Dearest Readers, hello--and believe me when I tell you that I don't mean this in a Threatening Way at all--welcome to November.
I know, right? I was as astonished as you were by its arrival this morning. The top of my To Do List still reads "1. Find September!!" The whole thing is probably a Vast Right-Wing Conspiracy, but onward we must.
The worst thing, truly, is now that we've dispensed with Halloween, THE HOLIDAYS are officially upon us. I honestly believe that the only reason Halloween hasn't been wadded up into THE HOLIDAYS is because it involves death and dressing up as slutty examples of everyday occupations and items. If retailers could find a way to straighten out and clean up Halloween a little--make it more wholesome and jolly--THE HOLIDAYS would start right around September 1st. You know I'm right. This is a country where opening stores at 4 A.M. the Friday after Thanksgiving wasn't enough. Now stores are open on Thanksgiving Day. And they are crowded with shoppers.
Where are all those outraged Christian picketers? Get them away from the clinics and herd them over to Macy's.
How sad that it has become cliché to lament about the commercialization of holidays although heretofore it was Christmas, and now it's Thanksgiving. It's simply terrible what's happened to these holidays. Right now, it's easy to maintain the integrity of my Thanksgiving. I won't be going shopping, and I know Rick, Jared, and Sam won't be either.
It's harder to hold the line for Christmas. Once November 1st hits, it's as if some invisible dam has broken, some ban has been lifted, some wall breached. Radio stations sneak carols on; more commercials featuring Holiday themes interrupt your television viewing; and there is the constant reminding of the number of days left until Christmas. Your friends, relatives, even strangers in line ahead of you at Subway are telling you how far along they are in their Christmas shopping. Sadly, it is considered impolite to say, "Oh Shut Up," however calmly or smilingly you may suggest it.

DATASET CONTENT -

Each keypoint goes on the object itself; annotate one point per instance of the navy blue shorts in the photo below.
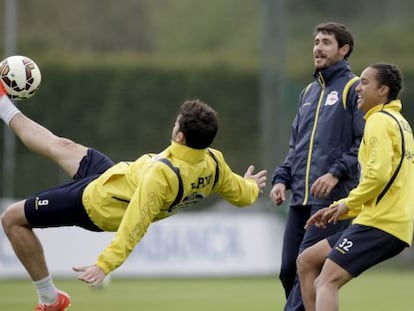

EXERCISE AIM - In the essay about November and the holidays, what does the first item on the writer's To Do List still say?

EXERCISE RESULT - "1. Find September!!"